[Saved entries]
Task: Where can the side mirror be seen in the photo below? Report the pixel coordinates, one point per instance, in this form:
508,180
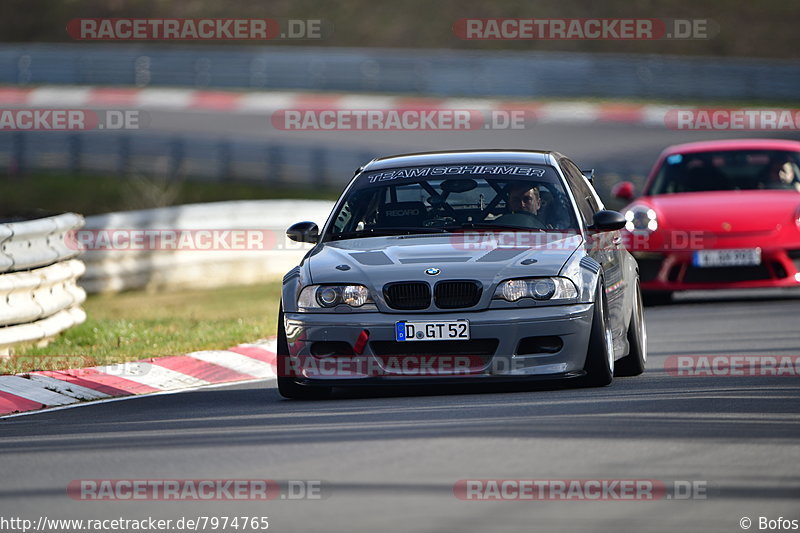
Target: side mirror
608,221
623,191
303,232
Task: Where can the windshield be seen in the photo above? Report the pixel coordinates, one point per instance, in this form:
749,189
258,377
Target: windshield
452,198
727,171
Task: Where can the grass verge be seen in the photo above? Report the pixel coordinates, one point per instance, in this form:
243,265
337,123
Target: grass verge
137,325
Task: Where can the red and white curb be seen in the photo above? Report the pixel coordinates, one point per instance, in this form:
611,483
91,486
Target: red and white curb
44,389
262,102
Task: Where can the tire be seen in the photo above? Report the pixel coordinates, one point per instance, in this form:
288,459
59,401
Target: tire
633,364
599,365
287,386
657,298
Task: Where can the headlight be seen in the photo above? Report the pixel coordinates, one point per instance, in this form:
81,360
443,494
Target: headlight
325,296
641,218
536,288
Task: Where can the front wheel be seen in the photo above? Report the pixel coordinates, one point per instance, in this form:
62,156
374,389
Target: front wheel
287,386
633,363
599,365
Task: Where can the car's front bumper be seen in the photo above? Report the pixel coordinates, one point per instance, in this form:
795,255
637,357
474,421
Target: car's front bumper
505,344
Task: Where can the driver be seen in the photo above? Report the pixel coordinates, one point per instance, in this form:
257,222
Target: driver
782,175
522,198
524,203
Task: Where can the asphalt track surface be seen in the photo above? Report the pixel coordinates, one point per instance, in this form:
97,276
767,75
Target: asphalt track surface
388,462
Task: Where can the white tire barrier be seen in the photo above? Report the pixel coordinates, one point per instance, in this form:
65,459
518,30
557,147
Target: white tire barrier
39,294
179,247
35,243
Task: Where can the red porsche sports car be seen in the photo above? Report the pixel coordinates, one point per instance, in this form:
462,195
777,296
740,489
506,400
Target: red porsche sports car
717,214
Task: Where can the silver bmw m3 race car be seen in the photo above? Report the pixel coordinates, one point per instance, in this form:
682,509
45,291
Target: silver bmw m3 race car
461,267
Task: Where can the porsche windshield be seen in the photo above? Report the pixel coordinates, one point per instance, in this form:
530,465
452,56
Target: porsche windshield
728,170
399,202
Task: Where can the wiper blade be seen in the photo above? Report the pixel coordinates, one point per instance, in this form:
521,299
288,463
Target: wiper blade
384,232
489,225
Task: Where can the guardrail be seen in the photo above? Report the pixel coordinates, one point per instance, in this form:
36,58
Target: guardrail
39,296
431,72
200,158
194,246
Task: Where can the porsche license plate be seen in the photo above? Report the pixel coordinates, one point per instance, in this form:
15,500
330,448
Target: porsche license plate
432,331
734,257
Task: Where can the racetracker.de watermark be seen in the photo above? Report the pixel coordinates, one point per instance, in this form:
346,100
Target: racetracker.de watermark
38,119
215,29
732,365
699,119
634,490
591,29
345,366
199,240
194,489
400,119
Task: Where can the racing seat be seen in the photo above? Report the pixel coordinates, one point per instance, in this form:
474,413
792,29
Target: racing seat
402,215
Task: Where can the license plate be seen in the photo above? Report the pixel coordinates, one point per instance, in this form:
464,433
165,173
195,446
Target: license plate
432,331
716,258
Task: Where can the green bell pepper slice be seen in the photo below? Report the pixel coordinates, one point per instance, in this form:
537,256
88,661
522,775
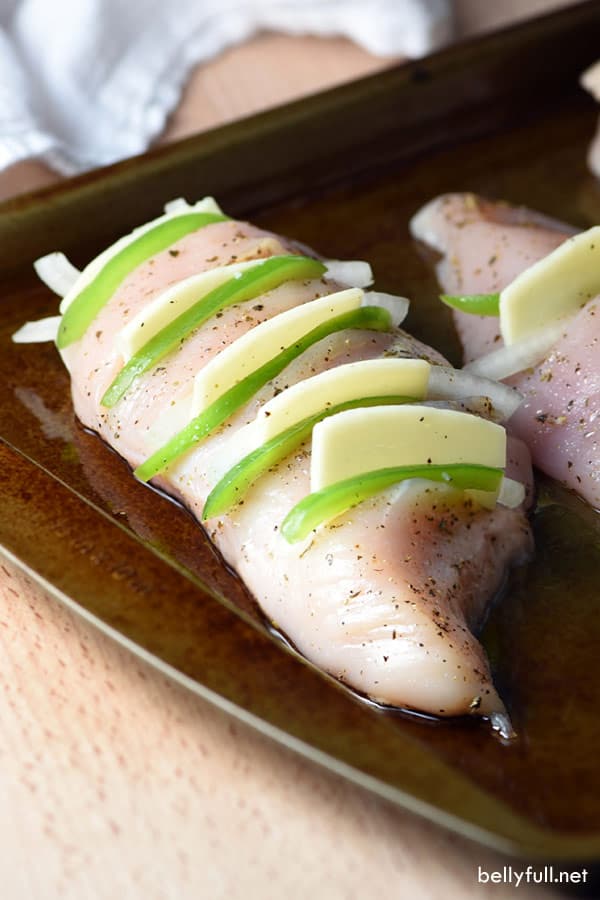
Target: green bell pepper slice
330,502
94,296
265,276
237,481
474,304
368,317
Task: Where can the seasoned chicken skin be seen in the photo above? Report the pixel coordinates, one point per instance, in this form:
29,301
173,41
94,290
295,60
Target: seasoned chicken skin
484,246
384,598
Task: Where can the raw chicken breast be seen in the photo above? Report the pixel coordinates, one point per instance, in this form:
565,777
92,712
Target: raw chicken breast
484,246
386,596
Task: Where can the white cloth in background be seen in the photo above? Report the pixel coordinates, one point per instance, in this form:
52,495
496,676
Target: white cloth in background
86,82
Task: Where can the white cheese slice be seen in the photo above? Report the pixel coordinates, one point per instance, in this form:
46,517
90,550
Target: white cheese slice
263,342
352,381
208,204
169,304
362,440
552,288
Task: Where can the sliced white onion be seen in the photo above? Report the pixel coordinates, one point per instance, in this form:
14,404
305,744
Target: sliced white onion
353,272
56,272
501,724
519,356
37,332
512,493
396,306
457,384
180,205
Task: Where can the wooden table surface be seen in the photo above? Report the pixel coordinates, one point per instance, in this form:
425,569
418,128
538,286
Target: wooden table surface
115,782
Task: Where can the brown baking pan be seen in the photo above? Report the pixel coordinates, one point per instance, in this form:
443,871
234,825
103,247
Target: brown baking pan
342,171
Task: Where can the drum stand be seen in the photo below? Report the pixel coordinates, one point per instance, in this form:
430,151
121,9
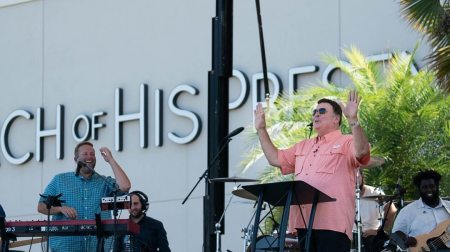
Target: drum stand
358,209
218,226
248,232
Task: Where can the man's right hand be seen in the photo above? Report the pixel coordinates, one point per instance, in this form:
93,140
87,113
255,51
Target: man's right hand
69,212
410,242
260,117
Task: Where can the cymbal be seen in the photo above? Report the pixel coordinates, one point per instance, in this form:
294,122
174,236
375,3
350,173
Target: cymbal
374,162
244,194
233,179
379,198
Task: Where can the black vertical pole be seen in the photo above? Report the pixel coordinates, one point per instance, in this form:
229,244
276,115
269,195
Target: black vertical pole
218,98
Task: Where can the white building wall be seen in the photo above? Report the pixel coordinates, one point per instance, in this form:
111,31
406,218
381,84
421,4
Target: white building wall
76,53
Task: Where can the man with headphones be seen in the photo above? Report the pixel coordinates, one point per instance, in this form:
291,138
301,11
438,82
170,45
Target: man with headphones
152,236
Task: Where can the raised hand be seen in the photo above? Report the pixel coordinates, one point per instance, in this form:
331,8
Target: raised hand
260,117
350,110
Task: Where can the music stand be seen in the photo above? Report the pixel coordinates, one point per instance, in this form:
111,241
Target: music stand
280,194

**WORK ITEM:** Write all the entries again word for word, minus the pictures.

**EXERCISE OUTPUT:**
Task: Where can the side mirror be seen in the photo below? Report the pixel coordinates, one point per instance, in this form:
508,180
Target: side mirror
608,221
623,191
303,232
Task: Where can the windshield be seen in the photo above? Report the pixel coordinates, one point per instance, in this form:
749,189
258,377
Target: windshield
452,198
727,171
Task: Where can the grass verge be seen in the photo above? Report the pixel coordinates, one point per instance, in this form:
243,265
337,123
Target: grass verge
137,325
Task: Where can the red and white curb be seen in the photo above? Report the pixel coordinates, one point per instance, in this form:
611,483
91,486
Target: red and white curb
44,389
262,102
Task: Where can the tire be seen in the photo above? Report the pixel coordinates, one point per instance, in this form:
288,459
59,401
Target: tire
633,364
599,365
287,386
657,298
Task: Where can the headlight be seen in the photo above? Report the pixel coordinates, one point per instance, in this form:
81,360
443,494
Target: headlight
325,296
641,218
536,288
Task: Where can the front wheel be seen in the photo above? Report the pixel coordinates, one point per instance, in this form:
62,156
374,389
Target: front wheel
287,386
633,363
599,365
Task: Where can the car's front bumper be seen in the photo above? Report the pixel coordinates, one point per instance, in this form:
795,255
637,357
474,421
Target: car's front bumper
505,344
Task: Where can the driver be seen in the photo above? Report the pixel coordinates, one point per instance, in this form:
257,222
Target: driver
782,175
522,198
524,203
Task: Where can the asphalt track surface be seen in the photo above? Report the pixel coordinates, one point per instance, in this form:
97,276
767,75
Target: asphalt track surface
388,462
Task: Where can the white tire barrier be seen in the photo above? Report the pixel coordinates, one point per instance, in this form:
65,459
518,30
557,147
Target: white tire barrier
39,294
179,247
35,243
Task: Where can the red porsche sports car be seen in the photo above? Report the pixel coordinates, one point per instance, in this form:
462,195
777,296
740,489
506,400
Target: red porsche sports car
717,214
Task: Where can the silver bmw m3 race car be seen in the photo above? Report the pixel coordinates, one point per instance, in this form:
682,509
45,291
Target: silver bmw m3 race car
461,267
Task: Where can the porsche windshield be seen in the photo above? Report the pixel coordinates, one point per instance, in this form:
530,465
452,56
Target: porsche windshield
728,170
399,202
Task: Where can the wiper blade be seen in the photo above? Report the pixel coordinates, one point per instance, in this form:
521,299
288,463
Target: wiper blade
384,232
489,225
Task: Where can the guardrail be seen in the photo above? Report the pixel coordinates, one point per instance, in this form:
36,58
Target: guardrail
39,296
431,72
200,158
194,246
Task: Where can the porsche license plate be seen in the photo above? Report the pixel coordinates, one point per instance, in this form:
15,500
330,448
Target: porsche license plate
432,331
734,257
Task: Where can the racetracker.de watermark be seen in the photo above? Report the pixel coordinates, one point per instance, in this form:
346,100
Target: racetracker.de watermark
38,119
215,29
732,365
699,119
634,490
591,29
345,366
199,240
194,489
400,119
Task: Where can the racing seat be seen in the photo above? Report the pixel coordinates, one point per instance, in this form:
474,413
792,29
Target: racing seat
402,215
Task: Where can the license plate be seen in the photo above? Report the pixel coordinates, one point per instance, in this form:
464,433
165,173
195,446
Target: license plate
432,331
716,258
Task: Where can the green bell pepper slice be seen in the photo below? Report the pixel coordinates, one point per instance, in this form:
537,256
88,661
522,775
Target: green bell pepper slice
330,502
94,296
265,276
237,481
474,304
368,317
Task: Where can the seasoned chicken skin be seen in the photo above? Report the pixel coordinates, one point per instance, in this form:
29,301
173,41
94,290
295,60
Target: seasoned chicken skin
484,246
384,598
Task: Where can the raw chicken breast be seen in the photo above? Report the pixel coordinates, one point per instance, in this form:
565,777
92,712
Target: raw chicken breast
484,246
386,596
Task: Where can the white cloth in background be seen in the photo above? Report the pixel coordinates, one point per instance, in this form:
52,495
496,676
Target: white cloth in background
86,82
Task: Where can the white cheese slice be seen in the photo above? Report the pixel coordinates, one point per instance, in this form:
46,517
90,550
Target: white cheese slice
263,342
352,381
208,204
169,304
362,440
552,288
Task: Where can the sliced white onion be seen in the photo above? Report the pixel coordinates, one point per instance, in this form:
14,404
305,744
Target: sliced white onion
353,272
56,272
501,724
519,356
37,332
512,493
396,306
457,384
180,205
Task: Where can the wooden table surface be seen in the photo above? Report the pixel coordinates, one point per instance, in this form:
425,569
418,128
538,286
Target: wooden table surface
115,782
Task: Where can the brown baking pan be seen in the photo above? Report the pixel coordinates, one point per instance, in this form:
443,871
234,825
103,247
Target: brown baking pan
342,171
Task: Where can the drum stand be seen in the photo below? Report the pixel coordinates, one point per instance, in this form:
430,151
121,9
Target: drum stand
358,209
218,226
248,232
Task: Where can the man's right hand be seen in the photo above? Report the pixel coordinates, one point per instance, in this form:
93,140
87,113
255,51
Target: man's right hand
69,212
410,242
260,117
Task: Where can the cymbal be seen in the photo above? Report the pixel coordinates, one point per instance, in this form:
294,122
174,236
375,3
350,173
Target: cymbal
374,162
244,194
233,179
379,198
Task: Where can the black vertical pole be seen in the photo above? Report the pixel coordinates, one point per instance, in this form:
229,244
276,115
269,195
Target: black vertical pole
218,98
Task: Where can the white building wall be seen in the photo above? Report the pixel coordinates, one point per instance, in this form:
111,31
406,218
381,84
421,4
Target: white building wall
76,53
Task: Where can the man with headphones be seen in the photo above? Report the pixel coordinates, one point per instance, in this form:
291,138
301,11
438,82
170,45
Target: man with headphones
152,236
Task: Where can the raised hand be seen in the photo above? Report the pixel coordinates, one point per instance, in this form:
331,8
Target: raised hand
260,117
350,110
Task: Where can the music stand be seen in the photo above? Report the pixel coordinates, one point per instance, in this form:
111,241
Target: music stand
280,194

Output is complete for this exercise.